» **Text extract**
- Theatrical release poster
- Directed by: K. Ramnoth
- Screenplay by: A. S. A. Sami
- Produced by: M. Somasundaram
- Starring: M. G. Ramachandar Anjali Devi Madhuri Devi
- Cinematography: M. Masthan W. R. Subba Rao
- Edited by: M. A. Thirumugam
- Music by: C. R. Subbaraman S. M. Subbaiah Naidu
- Production company: Jupiter Pictures
- Release date: 2 February 1951;
- Running time: 175 minutes
- Country: India
- Languages: Tamil; Hindi;

= Marmayogi =

1951 film by K. Ramnoth

Marmayogi is a 1951 Indian Tamil-language swashbuckler film directed by K. Ramnoth and produced by M. Somasundaram. An adaptation of the novel Vengeance by Marie Corelli and William Shakespeare's play Macbeth, the film was shot simultaneously in Hindi as Ek Tha Raja. It stars M. G. Ramachandar, Anjali Devi and Madhuri Devi, with S. V. Sahasranamam, Serukalathur Sama (playing the title role), N. Seetharaman, S. A. Natarajan, M. N. Nambiar and M. Pandari Bai in supporting roles.

» **What this exercise asks**
• a. How long does Marmayogi run, according to the Marmayogi article?
• b. Using the Marmayogi article, explain why the film is listed under both Tamil and Hindi.
• c. Copy the Marmayogi article from "Marmayogi is a" to "in supporting roles.".

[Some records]
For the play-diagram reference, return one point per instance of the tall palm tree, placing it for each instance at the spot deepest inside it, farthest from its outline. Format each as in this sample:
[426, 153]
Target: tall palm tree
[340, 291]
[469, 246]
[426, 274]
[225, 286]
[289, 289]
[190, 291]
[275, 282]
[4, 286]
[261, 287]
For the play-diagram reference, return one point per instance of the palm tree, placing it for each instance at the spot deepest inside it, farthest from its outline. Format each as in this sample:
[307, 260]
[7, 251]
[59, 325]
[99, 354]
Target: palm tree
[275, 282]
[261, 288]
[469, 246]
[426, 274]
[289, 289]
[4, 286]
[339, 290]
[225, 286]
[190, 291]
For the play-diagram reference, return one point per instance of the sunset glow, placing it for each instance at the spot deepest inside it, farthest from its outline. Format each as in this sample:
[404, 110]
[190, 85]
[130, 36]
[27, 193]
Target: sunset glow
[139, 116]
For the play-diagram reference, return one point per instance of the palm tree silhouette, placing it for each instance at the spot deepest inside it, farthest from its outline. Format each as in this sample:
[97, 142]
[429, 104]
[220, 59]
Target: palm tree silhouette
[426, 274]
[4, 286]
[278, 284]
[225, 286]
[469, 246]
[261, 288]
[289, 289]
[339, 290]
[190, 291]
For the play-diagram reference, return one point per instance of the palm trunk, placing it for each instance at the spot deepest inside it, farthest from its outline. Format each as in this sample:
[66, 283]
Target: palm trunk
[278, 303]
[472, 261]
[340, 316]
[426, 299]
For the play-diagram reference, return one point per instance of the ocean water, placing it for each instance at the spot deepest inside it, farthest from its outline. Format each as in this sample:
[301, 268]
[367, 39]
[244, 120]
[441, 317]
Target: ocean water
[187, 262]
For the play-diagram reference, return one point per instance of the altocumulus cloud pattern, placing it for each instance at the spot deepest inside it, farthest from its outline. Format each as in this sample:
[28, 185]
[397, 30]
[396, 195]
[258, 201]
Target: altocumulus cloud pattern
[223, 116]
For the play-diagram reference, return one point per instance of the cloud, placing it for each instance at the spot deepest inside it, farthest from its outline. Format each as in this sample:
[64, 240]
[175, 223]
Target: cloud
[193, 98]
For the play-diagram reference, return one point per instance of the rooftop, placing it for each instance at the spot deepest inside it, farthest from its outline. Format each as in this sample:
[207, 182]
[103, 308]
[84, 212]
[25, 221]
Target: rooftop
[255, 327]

» **Answers to the exercise**
• a. 175 minutes.

• b. Marmayogi is a Tamil-language film that was shot at the same time in Hindi under the title Ek Tha Raja, so both languages apply to the production.

• c.
Marmayogi is a 1951 Indian Tamil-language swashbuckler film directed by K. Ramnoth and produced by M. Somasundaram. An adaptation of the novel Vengeance by Marie Corelli and William Shakespeare's play Macbeth, the film was shot simultaneously in Hindi as Ek Tha Raja. It stars M. G. Ramachandar, Anjali Devi and Madhuri Devi, with S. V. Sahasranamam, Serukalathur Sama (playing the title role), N. Seetharaman, S. A. Natarajan, M. N. Nambiar and M. Pandari Bai in supporting roles.